# TASK PROMPT:
Everything from the line containing "Could you please pick out the wooden" to the last line of the records must be returned verbatim; nothing else belongs in the output.
***
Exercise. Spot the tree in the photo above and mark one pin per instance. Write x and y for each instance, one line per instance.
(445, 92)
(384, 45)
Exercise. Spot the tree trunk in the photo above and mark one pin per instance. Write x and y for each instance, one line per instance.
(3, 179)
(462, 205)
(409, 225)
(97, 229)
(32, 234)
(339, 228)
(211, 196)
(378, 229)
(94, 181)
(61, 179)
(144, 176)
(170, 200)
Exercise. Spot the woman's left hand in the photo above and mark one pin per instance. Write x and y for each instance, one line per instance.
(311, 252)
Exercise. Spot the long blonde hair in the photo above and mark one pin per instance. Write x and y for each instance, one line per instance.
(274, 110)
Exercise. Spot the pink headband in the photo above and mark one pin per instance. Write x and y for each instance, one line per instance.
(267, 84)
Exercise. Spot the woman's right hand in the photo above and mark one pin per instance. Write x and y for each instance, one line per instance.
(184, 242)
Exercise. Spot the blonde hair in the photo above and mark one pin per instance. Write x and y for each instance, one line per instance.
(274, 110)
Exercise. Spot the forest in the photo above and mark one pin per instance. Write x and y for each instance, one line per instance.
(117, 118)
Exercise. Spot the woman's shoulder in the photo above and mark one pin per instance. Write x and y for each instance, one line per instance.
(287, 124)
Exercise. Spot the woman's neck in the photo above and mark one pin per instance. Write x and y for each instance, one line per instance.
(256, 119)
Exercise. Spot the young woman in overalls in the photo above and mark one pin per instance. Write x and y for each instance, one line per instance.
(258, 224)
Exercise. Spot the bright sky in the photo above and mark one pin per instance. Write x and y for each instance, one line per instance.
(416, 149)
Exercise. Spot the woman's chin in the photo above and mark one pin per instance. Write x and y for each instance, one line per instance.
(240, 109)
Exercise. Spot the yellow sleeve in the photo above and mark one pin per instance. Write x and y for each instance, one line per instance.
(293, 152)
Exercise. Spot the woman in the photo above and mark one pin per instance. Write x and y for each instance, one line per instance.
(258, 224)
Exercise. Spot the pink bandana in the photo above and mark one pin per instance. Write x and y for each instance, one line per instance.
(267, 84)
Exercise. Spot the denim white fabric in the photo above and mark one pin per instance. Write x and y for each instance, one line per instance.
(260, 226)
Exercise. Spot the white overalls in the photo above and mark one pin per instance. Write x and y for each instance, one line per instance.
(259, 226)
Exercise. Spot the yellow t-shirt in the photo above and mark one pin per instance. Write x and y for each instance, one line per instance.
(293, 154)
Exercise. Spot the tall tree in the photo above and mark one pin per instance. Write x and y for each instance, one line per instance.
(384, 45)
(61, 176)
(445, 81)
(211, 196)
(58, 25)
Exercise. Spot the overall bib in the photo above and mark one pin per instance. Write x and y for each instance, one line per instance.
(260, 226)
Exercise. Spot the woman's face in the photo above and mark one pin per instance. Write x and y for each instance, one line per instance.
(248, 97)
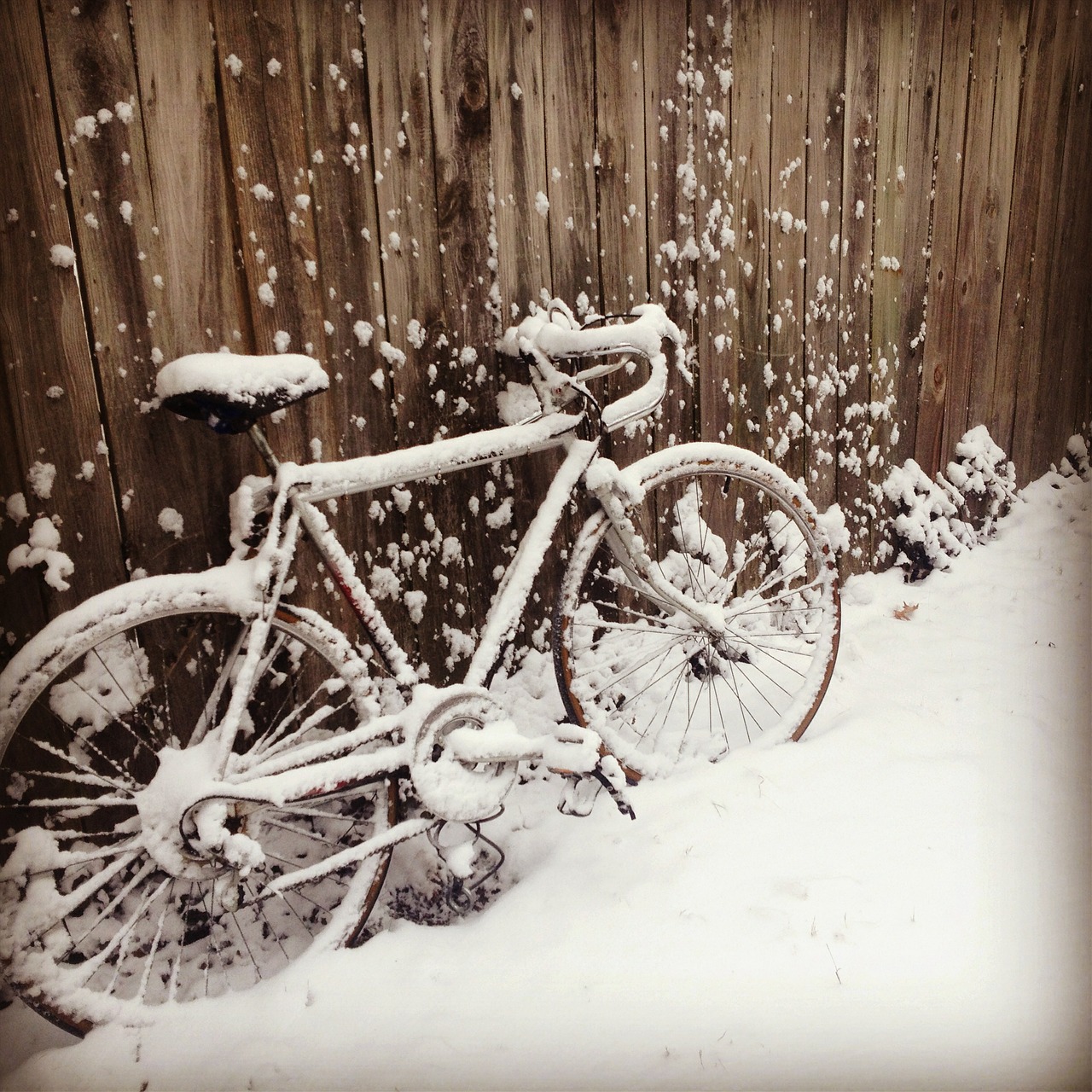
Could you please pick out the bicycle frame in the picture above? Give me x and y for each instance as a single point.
(293, 496)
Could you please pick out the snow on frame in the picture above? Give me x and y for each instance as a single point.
(901, 899)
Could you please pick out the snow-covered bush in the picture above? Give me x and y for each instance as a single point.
(1076, 460)
(937, 520)
(926, 529)
(981, 483)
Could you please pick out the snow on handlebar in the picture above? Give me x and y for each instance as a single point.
(555, 334)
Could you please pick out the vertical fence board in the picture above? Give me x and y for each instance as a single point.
(717, 335)
(619, 133)
(569, 102)
(1068, 292)
(519, 162)
(1044, 110)
(620, 156)
(49, 397)
(951, 131)
(201, 306)
(669, 141)
(826, 127)
(921, 152)
(855, 279)
(787, 205)
(981, 328)
(342, 209)
(752, 59)
(127, 295)
(890, 238)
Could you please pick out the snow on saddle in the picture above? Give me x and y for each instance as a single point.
(230, 391)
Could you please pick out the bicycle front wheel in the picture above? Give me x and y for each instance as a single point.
(98, 916)
(726, 529)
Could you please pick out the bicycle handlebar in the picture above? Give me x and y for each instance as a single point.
(555, 334)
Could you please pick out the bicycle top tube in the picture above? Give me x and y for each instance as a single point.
(317, 482)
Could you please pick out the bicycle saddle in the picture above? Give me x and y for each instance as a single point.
(229, 391)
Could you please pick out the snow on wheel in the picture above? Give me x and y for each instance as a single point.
(102, 909)
(729, 530)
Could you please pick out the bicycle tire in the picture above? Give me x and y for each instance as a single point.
(729, 529)
(96, 923)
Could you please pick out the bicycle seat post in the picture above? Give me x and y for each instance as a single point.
(262, 444)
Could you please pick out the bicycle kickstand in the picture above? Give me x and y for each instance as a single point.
(582, 791)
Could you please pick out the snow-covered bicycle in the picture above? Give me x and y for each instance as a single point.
(200, 780)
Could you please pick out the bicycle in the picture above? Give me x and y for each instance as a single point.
(202, 780)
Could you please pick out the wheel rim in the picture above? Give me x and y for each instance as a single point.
(656, 686)
(97, 919)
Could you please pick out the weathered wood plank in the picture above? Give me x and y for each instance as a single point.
(919, 199)
(621, 172)
(890, 242)
(713, 222)
(128, 297)
(202, 297)
(670, 116)
(826, 127)
(858, 171)
(951, 128)
(261, 96)
(569, 102)
(619, 133)
(346, 224)
(519, 160)
(889, 233)
(1028, 280)
(752, 67)
(787, 205)
(981, 324)
(716, 270)
(1071, 254)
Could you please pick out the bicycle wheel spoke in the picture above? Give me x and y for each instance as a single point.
(723, 531)
(124, 917)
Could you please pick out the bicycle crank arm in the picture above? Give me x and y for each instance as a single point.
(353, 855)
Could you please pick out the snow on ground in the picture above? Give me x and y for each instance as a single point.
(901, 900)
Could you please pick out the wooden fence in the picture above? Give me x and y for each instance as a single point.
(872, 218)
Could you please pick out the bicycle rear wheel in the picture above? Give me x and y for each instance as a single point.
(98, 917)
(728, 529)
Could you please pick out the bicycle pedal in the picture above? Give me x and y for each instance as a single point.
(615, 779)
(579, 796)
***
# RESPONSE TO THE EXERCISE:
Could you please pick out the wooden fence in the picture above? Give me x and y for each instance as a single point.
(872, 218)
Could you please pick out the bicycle rear wheel in the picture above? Give me x and y for each instance as a single point.
(98, 917)
(728, 529)
Could you please pick out the bicycle pedal in the picture above? Give me x and y for each instance as a single point.
(615, 779)
(579, 796)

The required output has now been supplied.